That assumption is the weak point.
A More Coherent Approach
None of this requires eliminating PGALs or custody evaluators entirely. It requires putting them in their proper place.
Utah law does not impose a categorical bar on child testimony. It limits compulsion, not willingness, and requires courts to consider whether other reasonable methods exist—not to default to summaries. If a child is willing to testify:
- The court can conduct an in camera interview (direct and wholly from the child’s mouth to the court’s ear)
- Counsel can conduct a recorded deposition
- A clear, reviewable record can be created
Experts, if used at all, should supplement that record—not replace it.
That is how evidence is handled everywhere else. There is no good reason for child custody disputes to be different.
Conclusion
Courts are capable of hearing from children in a controlled, appropriate way. Lawyers are capable of creating a reliable record without irreparably harming a child. The legal system already knows how to handle testimony from witnesses of all ages and in different circumstances without having to resort to an expert class of interviewer in child custody and parent-time disputes.
What the system should not do—especially in cases that shape a child’s life as radically as do custody and parent-time awards—is substitute summary and interpretation for evidence, charge a premium for it, and call that an improvement.

· · · · · · ·

PROBLEMS AND TASKS ->
1 - Write out the stretch of the custody testimony text from "That is how" through "and parent-time disputes.".
2 - Carry the essay on child testimony in custody disputes forward, starting after its final sentence.

INFORMATION SUPPLIED ->

· · · · · · ·

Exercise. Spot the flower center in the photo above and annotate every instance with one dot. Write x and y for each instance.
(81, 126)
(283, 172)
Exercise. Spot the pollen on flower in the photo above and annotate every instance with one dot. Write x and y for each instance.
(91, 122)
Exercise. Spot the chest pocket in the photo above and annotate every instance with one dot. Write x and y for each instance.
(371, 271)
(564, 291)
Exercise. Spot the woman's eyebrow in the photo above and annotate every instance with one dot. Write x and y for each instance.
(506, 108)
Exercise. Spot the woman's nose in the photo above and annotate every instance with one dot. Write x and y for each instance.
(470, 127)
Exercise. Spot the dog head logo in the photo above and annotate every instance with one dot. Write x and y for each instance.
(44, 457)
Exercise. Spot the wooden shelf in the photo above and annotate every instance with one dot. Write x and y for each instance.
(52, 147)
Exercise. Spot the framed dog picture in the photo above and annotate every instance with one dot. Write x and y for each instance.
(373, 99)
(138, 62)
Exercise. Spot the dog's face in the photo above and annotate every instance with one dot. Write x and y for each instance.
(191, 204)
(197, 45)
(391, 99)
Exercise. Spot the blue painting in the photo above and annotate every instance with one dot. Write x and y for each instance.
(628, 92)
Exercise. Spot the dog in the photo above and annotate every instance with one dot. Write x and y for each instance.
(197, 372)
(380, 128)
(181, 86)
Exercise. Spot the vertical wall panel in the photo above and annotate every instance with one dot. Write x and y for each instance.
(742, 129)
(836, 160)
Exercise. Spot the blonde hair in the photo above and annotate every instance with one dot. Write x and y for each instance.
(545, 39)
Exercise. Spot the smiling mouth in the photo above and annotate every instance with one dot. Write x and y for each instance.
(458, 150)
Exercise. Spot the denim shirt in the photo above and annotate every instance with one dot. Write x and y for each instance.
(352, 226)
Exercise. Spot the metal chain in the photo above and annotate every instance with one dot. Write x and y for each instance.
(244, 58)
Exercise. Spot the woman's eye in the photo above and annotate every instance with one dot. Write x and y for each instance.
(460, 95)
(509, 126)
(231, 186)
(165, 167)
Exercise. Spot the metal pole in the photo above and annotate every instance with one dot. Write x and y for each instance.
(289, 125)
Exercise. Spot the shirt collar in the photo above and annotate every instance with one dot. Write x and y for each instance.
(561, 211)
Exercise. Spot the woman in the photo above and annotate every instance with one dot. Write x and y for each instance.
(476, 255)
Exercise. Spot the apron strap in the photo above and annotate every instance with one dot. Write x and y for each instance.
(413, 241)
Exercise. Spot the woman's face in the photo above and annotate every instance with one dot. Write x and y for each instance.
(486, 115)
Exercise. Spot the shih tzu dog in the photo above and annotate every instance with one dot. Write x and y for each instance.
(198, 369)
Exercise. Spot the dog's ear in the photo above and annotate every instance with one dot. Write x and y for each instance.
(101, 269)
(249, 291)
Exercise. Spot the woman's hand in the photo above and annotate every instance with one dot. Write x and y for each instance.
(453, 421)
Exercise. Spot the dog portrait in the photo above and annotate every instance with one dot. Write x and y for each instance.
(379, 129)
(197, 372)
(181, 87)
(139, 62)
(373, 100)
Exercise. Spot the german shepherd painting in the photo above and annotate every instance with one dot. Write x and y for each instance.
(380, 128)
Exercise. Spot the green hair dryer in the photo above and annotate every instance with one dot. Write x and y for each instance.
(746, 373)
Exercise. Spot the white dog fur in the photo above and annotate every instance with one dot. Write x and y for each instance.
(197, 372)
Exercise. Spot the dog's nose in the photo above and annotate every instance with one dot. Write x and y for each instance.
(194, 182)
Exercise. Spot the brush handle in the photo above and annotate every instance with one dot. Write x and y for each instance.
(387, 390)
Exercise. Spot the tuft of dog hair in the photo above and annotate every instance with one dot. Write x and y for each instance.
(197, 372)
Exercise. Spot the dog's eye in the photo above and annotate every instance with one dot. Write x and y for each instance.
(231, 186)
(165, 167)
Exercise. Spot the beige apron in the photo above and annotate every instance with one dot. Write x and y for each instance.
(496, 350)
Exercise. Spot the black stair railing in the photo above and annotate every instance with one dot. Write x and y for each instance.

· · · · · · ·

TASK-BY-TASK ANSWERS ->
1 -
That is how evidence is handled everywhere else. There is no good reason for child custody disputes to be different.
Conclusion
Courts are capable of hearing from children in a controlled, appropriate way. Lawyers are capable of creating a reliable record without irreparably harming a child. The legal system already knows how to handle testimony from witnesses of all ages and in different circumstances without having to resort to an expert class of interviewer in child custody and parent-time disputes.

2 -
The “Child Whisperer” persona only works in the dark. If accuracy, accountability, and fairness matter, the answer is not more layers. It is more light.
Have you been forced to pay for a PGAL who refused to record their interview? Share your story with me, please. eric@divorceutah.com.
Utah Family Law, LC | divorceutah.com | 801-466-9277
[1] The phrase “child whisperer” is a reference to The Horse Whisperer (1998), and the broader “whisperer” trope it popularized—which implies a heightened, almost preternatural ability to communicate, understand, and interpret behavior beyond what can be readily observed, recorded, or tested.
[2] In criminal child abuse cases, forensic interviews are recorded to ensure accuracy and prevent leading questions; it ensures the interview can be reviewed for accuracy, context, and the use of leading or suggestive questioning and other forms of improper influence.